» **Task to complete**:
Revise the material that follows by changing each "Pick out" to "Locate" and leaving all other text unchanged. Leave the pictures out.

START Supplied records

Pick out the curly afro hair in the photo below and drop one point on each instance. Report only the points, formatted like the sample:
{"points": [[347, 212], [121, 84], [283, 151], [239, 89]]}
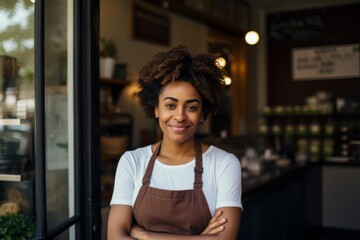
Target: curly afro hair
{"points": [[177, 64]]}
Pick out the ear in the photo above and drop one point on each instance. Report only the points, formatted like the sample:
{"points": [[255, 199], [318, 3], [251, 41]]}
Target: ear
{"points": [[156, 111]]}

END Supplied records

» **Answer to this exercise**:
Locate the curly afro hair in the photo below and drop one point on each instance. Report only the points, formatted like the sample:
{"points": [[347, 212], [121, 84], [283, 151], [239, 89]]}
Target: curly afro hair
{"points": [[177, 64]]}
Locate the ear in the photo above and drop one point on each instance. Report only the points, formatted like the sample:
{"points": [[255, 199], [318, 3], [251, 41]]}
Target: ear
{"points": [[156, 111]]}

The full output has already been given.